Omit every picture and write out the rest of the records exactly.
+++
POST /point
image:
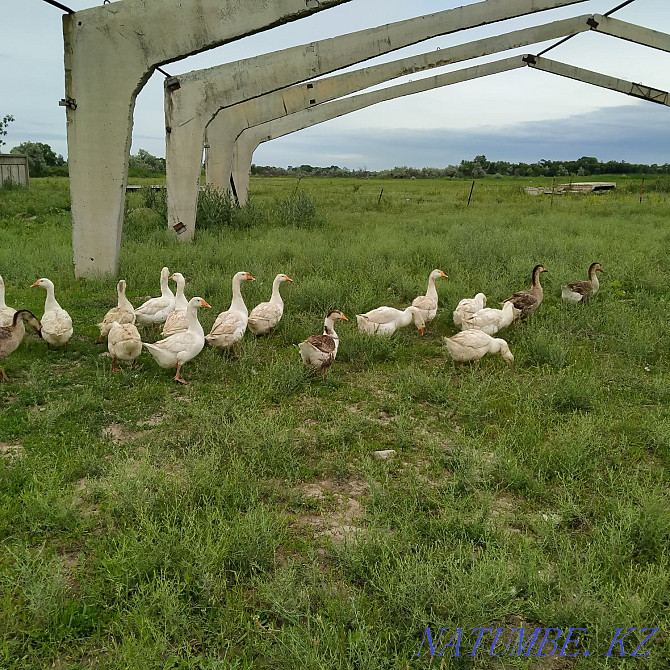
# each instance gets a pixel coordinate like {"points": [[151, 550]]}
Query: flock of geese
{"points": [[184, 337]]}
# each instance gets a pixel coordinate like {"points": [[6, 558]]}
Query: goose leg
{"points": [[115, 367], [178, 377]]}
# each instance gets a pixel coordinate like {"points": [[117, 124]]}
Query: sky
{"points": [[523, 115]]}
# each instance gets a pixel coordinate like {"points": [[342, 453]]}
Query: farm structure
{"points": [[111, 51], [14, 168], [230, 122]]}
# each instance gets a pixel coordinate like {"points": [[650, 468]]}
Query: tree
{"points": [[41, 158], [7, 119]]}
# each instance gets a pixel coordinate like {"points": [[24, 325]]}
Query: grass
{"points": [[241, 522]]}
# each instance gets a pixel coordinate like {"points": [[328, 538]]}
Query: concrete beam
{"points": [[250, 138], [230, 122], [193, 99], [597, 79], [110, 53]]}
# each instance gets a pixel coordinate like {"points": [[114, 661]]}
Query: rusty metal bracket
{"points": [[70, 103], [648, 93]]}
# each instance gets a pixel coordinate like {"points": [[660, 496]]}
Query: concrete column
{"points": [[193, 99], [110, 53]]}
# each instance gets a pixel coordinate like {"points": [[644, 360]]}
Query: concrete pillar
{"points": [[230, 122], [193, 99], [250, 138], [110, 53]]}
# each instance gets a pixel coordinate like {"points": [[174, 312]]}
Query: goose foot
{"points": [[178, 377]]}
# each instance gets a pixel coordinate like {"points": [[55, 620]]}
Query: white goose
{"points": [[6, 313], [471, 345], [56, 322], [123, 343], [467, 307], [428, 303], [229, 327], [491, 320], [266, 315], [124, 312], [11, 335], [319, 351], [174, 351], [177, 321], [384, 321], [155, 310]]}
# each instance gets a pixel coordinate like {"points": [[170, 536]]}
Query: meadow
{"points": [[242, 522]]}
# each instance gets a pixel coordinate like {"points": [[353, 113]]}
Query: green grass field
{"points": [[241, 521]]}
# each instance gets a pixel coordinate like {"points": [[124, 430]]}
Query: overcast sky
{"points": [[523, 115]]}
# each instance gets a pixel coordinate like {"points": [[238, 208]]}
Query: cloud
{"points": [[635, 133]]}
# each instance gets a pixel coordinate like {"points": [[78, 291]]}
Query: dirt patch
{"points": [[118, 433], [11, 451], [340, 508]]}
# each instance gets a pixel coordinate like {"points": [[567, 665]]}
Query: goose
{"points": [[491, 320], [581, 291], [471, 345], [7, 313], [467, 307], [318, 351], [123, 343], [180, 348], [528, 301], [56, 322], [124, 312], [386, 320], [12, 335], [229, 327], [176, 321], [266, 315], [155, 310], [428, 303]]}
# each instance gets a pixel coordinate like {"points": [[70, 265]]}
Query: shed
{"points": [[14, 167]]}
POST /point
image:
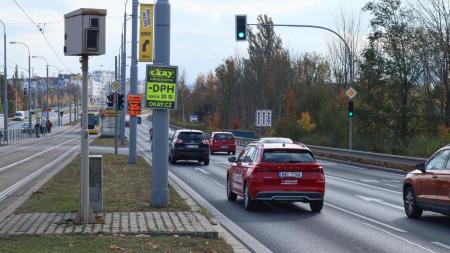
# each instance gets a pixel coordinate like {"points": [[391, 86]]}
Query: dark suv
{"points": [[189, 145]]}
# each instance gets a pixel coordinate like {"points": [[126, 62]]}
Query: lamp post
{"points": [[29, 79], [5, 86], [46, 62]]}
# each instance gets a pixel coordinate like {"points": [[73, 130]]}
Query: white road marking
+++
Answer to this task =
POST /point
image:
# each instance gets a pixel coordinate like {"points": [[151, 550]]}
Query: flock of geese
{"points": [[184, 337]]}
# each instance gets a pixel coordinate like {"points": [[6, 558]]}
Query: goose leg
{"points": [[115, 367], [178, 377]]}
# each instance gets a pixel coordinate like {"points": [[117, 124]]}
Query: sky
{"points": [[523, 115]]}
# each instance gets a pixel coordinate like {"points": [[342, 453]]}
Query: farm structure
{"points": [[111, 51], [14, 168], [230, 122]]}
# each instance gets a pixel coordinate like {"points": [[650, 468]]}
Query: tree
{"points": [[41, 158], [7, 119]]}
# each instance gets a pixel coordinate like {"points": [[24, 325]]}
Query: grass
{"points": [[241, 522]]}
# each instance gets a pixel coordinate like {"points": [[328, 538]]}
Query: concrete beam
{"points": [[250, 138], [230, 122], [193, 99], [597, 79], [110, 53]]}
# each instance gets a pixel coordinate like {"points": [[114, 661]]}
Query: rusty metal bracket
{"points": [[70, 103], [648, 93]]}
# each instance gets a pixel coordinate like {"points": [[660, 496]]}
Query: concrete column
{"points": [[193, 99], [110, 53]]}
# each instance gets a pixel coordinate like {"points": [[644, 360]]}
Query: concrete pillar
{"points": [[230, 122], [193, 99], [250, 138], [110, 53]]}
# each instance gets a pixel coordinate like {"points": [[174, 312]]}
Query: goose foot
{"points": [[178, 377]]}
# each instance gets a pixel coordinate like {"points": [[55, 620]]}
Query: white goose
{"points": [[6, 313], [471, 345], [56, 322], [123, 343], [467, 307], [428, 303], [229, 327], [491, 320], [266, 315], [124, 312], [11, 335], [319, 351], [174, 351], [177, 321], [384, 321], [155, 310]]}
# each instance gets a pixel coordinate like {"points": [[170, 536]]}
Query: meadow
{"points": [[242, 522]]}
# each instance gets a pixel coordinate like {"points": [[353, 113]]}
Query: green grass field
{"points": [[241, 521]]}
# each instance gets a pixel coordinate like {"points": [[124, 430]]}
Query: overcast sky
{"points": [[523, 115]]}
# each instance gets a pixel coordinate like {"points": [[238, 208]]}
Query: cloud
{"points": [[635, 133]]}
# each instance gets a pixel coordinate like {"points": [[78, 291]]}
Query: dirt patch
{"points": [[118, 433], [11, 451], [340, 508]]}
# each instance gets a pixel coordinate like {"points": [[567, 665]]}
Query: goose
{"points": [[491, 320], [581, 291], [471, 345], [7, 313], [467, 307], [318, 351], [123, 343], [180, 348], [528, 301], [56, 322], [124, 312], [386, 320], [12, 335], [229, 327], [176, 321], [266, 315], [155, 310], [428, 303]]}
# each instance gets a pixel coordinate like {"points": [[70, 265]]}
Query: shed
{"points": [[14, 167]]}
POST /point
image:
# each instance gets a pixel coordinate like {"points": [[391, 86]]}
Query: dark suv
{"points": [[189, 145]]}
# each instance gets a pixel coordinate like {"points": [[126, 62]]}
Query: lamp post
{"points": [[29, 79], [5, 86], [46, 62]]}
# each instance gets a pixel coordinate like {"points": [[73, 130]]}
Query: white road marking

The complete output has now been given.